● Stored items
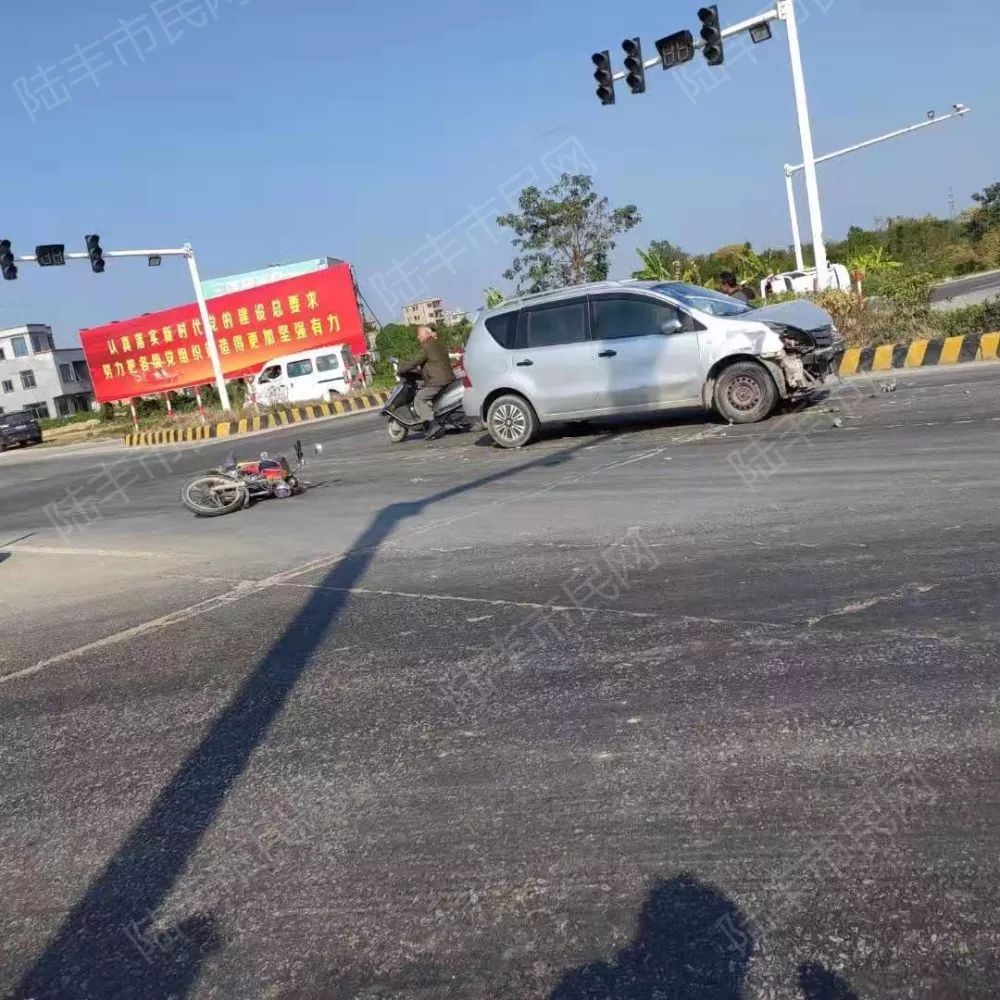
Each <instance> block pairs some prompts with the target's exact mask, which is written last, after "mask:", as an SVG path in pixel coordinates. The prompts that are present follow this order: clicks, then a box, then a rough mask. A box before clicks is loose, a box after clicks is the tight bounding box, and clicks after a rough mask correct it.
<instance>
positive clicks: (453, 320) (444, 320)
mask: <svg viewBox="0 0 1000 1000" xmlns="http://www.w3.org/2000/svg"><path fill="white" fill-rule="evenodd" d="M468 318H469V314H468V313H467V312H466V311H465V310H464V309H446V310H445V313H444V316H442V317H441V322H442V323H444V325H445V326H458V324H459V323H464V322H465V321H466V320H467V319H468Z"/></svg>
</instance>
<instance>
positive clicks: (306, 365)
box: [251, 344, 357, 406]
mask: <svg viewBox="0 0 1000 1000" xmlns="http://www.w3.org/2000/svg"><path fill="white" fill-rule="evenodd" d="M356 376H357V362H356V361H355V360H354V355H353V354H352V353H351V349H350V347H348V345H347V344H331V345H329V346H328V347H317V348H315V349H314V350H311V351H301V352H300V353H298V354H286V355H285V356H284V357H281V358H274V359H272V360H271V361H268V363H267V364H266V365H264V367H263V368H261V370H260V371H259V372H258V373H257V374H256V375H255V376H254V377H253V379H252V381H251V391H252V393H253V398H254V400H255V401H256V402H257V403H260V404H262V405H264V406H268V405H274V404H280V403H303V402H305V401H306V400H310V399H322V400H324V401H326V402H329V401H330V400H331V399H335V398H336V397H337V396H341V395H344V394H345V393H347V392H348V391H349V390H350V388H351V383H352V382H353V380H354V379H355V377H356Z"/></svg>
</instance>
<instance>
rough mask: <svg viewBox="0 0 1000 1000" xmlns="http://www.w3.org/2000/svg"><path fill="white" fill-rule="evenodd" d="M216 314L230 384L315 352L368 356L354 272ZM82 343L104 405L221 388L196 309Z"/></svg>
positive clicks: (288, 287) (138, 320) (94, 333)
mask: <svg viewBox="0 0 1000 1000" xmlns="http://www.w3.org/2000/svg"><path fill="white" fill-rule="evenodd" d="M208 311H209V318H210V320H211V323H212V329H213V331H214V332H215V343H216V346H217V347H218V350H219V360H220V361H221V362H222V371H223V374H224V375H225V376H226V378H239V377H240V376H243V375H251V374H256V373H257V372H258V371H260V369H261V368H263V367H264V365H265V364H266V363H267V362H268V361H270V360H272V359H273V358H278V357H281V356H282V355H285V354H296V353H298V352H299V351H307V350H309V349H310V348H313V347H327V346H329V345H331V344H347V345H348V346H349V347H350V348H351V350H352V351H353V352H354V353H355V354H363V353H364V352H365V351H367V350H368V347H367V344H366V342H365V332H364V323H363V321H362V319H361V314H360V312H359V311H358V302H357V298H356V296H355V291H354V280H353V277H352V275H351V269H350V265H348V264H336V265H334V266H333V267H329V268H326V269H325V270H322V271H314V272H312V273H310V274H303V275H300V276H299V277H296V278H286V279H285V280H284V281H275V282H272V283H271V284H268V285H261V286H259V287H258V288H249V289H247V290H246V291H242V292H233V293H232V294H230V295H221V296H219V297H218V298H215V299H209V300H208ZM80 340H81V342H82V344H83V351H84V355H85V357H86V359H87V365H88V367H89V368H90V378H91V381H92V382H93V383H94V395H95V396H96V397H97V399H98V400H99V401H100V402H102V403H110V402H113V401H115V400H118V399H128V398H130V397H132V396H145V395H149V394H152V393H157V392H169V391H170V390H172V389H184V388H186V387H188V386H194V385H205V384H207V383H209V382H212V381H214V377H213V374H212V362H211V361H210V359H209V355H208V348H207V346H206V344H205V331H204V330H203V329H202V324H201V319H200V317H199V315H198V306H197V304H196V303H194V302H192V303H191V304H190V305H186V306H177V307H175V308H173V309H164V310H163V311H162V312H158V313H149V314H147V315H145V316H139V317H137V318H136V319H129V320H122V321H121V322H117V323H109V324H108V325H106V326H96V327H93V328H92V329H90V330H81V331H80Z"/></svg>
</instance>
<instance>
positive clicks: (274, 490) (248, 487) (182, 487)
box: [181, 441, 323, 517]
mask: <svg viewBox="0 0 1000 1000" xmlns="http://www.w3.org/2000/svg"><path fill="white" fill-rule="evenodd" d="M315 447H316V453H317V454H319V453H320V452H322V450H323V446H322V445H321V444H318V445H316V446H315ZM295 457H296V460H297V464H296V465H295V467H294V468H293V467H292V466H290V465H289V464H288V459H286V458H285V457H284V456H281V457H279V458H270V457H269V456H268V453H267V452H266V451H262V452H261V453H260V458H259V459H258V461H256V462H237V461H236V459H235V457H234V456H233V454H232V453H230V454H228V455H227V456H226V458H225V461H224V462H223V463H222V465H221V467H220V468H218V469H210V470H209V471H208V472H205V473H203V474H202V475H200V476H198V478H197V479H192V480H191V482H189V483H188V484H187V485H186V486H183V487H182V488H181V503H183V504H184V506H185V507H187V509H188V510H189V511H191V513H193V514H197V515H198V517H220V516H221V515H223V514H232V513H233V512H234V511H237V510H244V509H245V508H247V507H249V506H250V503H251V501H253V500H256V499H261V498H270V497H275V498H277V499H285V498H286V497H291V496H296V495H297V494H299V493H305V491H306V487H307V485H308V484H307V483H305V482H304V481H303V480H302V479H300V478H299V476H298V473H299V471H300V470H301V469H302V468H303V467H304V466H305V464H306V460H305V458H304V457H303V453H302V442H301V441H296V442H295Z"/></svg>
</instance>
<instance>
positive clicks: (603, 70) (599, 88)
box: [590, 49, 615, 104]
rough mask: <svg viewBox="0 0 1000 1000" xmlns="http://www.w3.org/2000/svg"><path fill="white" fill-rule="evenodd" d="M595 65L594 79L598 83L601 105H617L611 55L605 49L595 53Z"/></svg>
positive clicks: (607, 51) (598, 88)
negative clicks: (596, 81)
mask: <svg viewBox="0 0 1000 1000" xmlns="http://www.w3.org/2000/svg"><path fill="white" fill-rule="evenodd" d="M590 58H591V59H592V60H593V63H594V65H595V66H596V67H597V69H596V70H594V79H595V80H596V81H597V96H598V98H599V99H600V101H601V104H614V103H615V77H614V73H613V72H612V71H611V53H610V52H608V50H607V49H605V50H604V51H603V52H595V53H594V54H593V55H592V56H591V57H590Z"/></svg>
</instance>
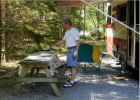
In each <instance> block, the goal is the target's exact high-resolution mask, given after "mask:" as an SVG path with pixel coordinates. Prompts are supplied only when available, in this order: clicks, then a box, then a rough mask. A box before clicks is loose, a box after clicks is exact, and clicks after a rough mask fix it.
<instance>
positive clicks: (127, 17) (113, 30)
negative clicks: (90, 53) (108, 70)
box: [107, 0, 140, 72]
mask: <svg viewBox="0 0 140 100" xmlns="http://www.w3.org/2000/svg"><path fill="white" fill-rule="evenodd" d="M139 7H140V1H139V0H128V1H127V0H119V2H118V1H117V0H116V1H113V2H111V3H110V6H108V14H110V15H111V16H113V17H114V18H116V19H118V20H119V21H120V22H123V23H125V24H127V25H128V26H130V27H131V28H134V30H136V31H137V32H139V33H140V20H139V19H140V18H139V17H140V16H139V14H140V13H139V12H140V11H139V10H140V8H139ZM108 26H111V29H112V41H113V46H112V48H113V49H112V50H113V51H112V52H113V54H114V56H116V57H118V58H119V59H120V63H121V65H122V68H124V69H126V68H127V69H131V70H133V71H135V72H136V71H137V72H139V67H140V65H139V60H140V59H139V58H140V54H139V52H140V35H139V34H138V33H136V32H135V31H132V30H130V29H129V27H125V26H123V25H121V24H120V23H118V22H116V21H114V20H112V19H111V18H107V28H109V27H108Z"/></svg>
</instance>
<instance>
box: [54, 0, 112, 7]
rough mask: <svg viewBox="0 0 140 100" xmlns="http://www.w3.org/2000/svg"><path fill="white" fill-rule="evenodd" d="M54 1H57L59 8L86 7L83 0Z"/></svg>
mask: <svg viewBox="0 0 140 100" xmlns="http://www.w3.org/2000/svg"><path fill="white" fill-rule="evenodd" d="M54 1H55V4H56V5H57V6H70V7H75V6H84V5H86V4H85V3H83V2H82V1H81V0H54ZM86 1H87V2H90V3H93V4H94V3H105V2H111V1H114V0H86Z"/></svg>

● TASK INSTRUCTIONS
How many lines in the records above contain the string "exact"? Case matters. Reply with the number only.

● ANSWER TO THE PROBLEM
2